Data records:

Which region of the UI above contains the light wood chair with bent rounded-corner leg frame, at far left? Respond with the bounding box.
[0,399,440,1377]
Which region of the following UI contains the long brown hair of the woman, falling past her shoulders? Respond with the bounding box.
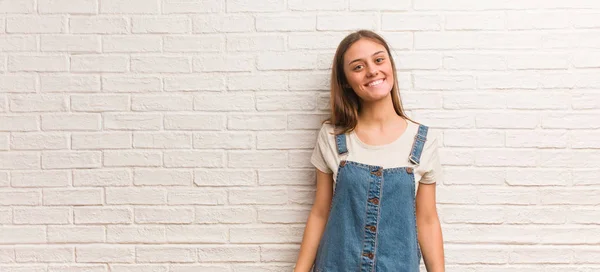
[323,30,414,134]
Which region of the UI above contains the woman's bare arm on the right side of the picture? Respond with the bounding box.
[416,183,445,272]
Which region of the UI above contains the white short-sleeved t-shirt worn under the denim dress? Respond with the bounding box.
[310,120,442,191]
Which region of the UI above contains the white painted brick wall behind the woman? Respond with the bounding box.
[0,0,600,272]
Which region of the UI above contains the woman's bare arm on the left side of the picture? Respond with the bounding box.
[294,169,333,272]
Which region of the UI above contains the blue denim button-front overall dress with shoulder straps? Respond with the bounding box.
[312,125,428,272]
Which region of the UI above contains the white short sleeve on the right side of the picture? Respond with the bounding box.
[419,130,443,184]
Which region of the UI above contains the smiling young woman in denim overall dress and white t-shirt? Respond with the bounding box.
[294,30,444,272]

→ **ASSIGNED TASK**
Exactly as they appear above, print all the lines, but not the pictures.

→ **ANSWER**
Which region of the UI above contains the light wood chair with bent rounded-corner leg frame, at far left? Respond with the bounding box.
[0,399,440,1377]
Which region of the following UI contains the long brown hair of the woman, falling past her shoulders? Respond with the bounding box.
[323,30,414,134]
Which region of the UI above contains the woman's bare arm on the right side of the picture? Respond with the bounding box.
[416,183,445,272]
Which region of the UI above contains the white short-sleeved t-shirt worn under the denim dress? Respond with the bounding box.
[310,120,442,191]
Which region of the UI above contains the white painted brick wall behind the woman? Respond with the bounding box.
[0,0,600,272]
Which region of the UI above contains the woman's bare arm on the left side of the picture? Respond with the bounding box.
[294,169,333,272]
Which region of the UI above contains the blue denim button-front overall dress with shoulder straps? Respond with the bounding box.
[312,125,428,272]
Which region of the UI above contains the white short sleeve on the right side of the picture? Respond with the bounding box.
[419,130,443,184]
Which region of the UI above contains the smiling young woman in denim overall dress and white t-shirt? Respond with the bounding box.
[294,30,444,272]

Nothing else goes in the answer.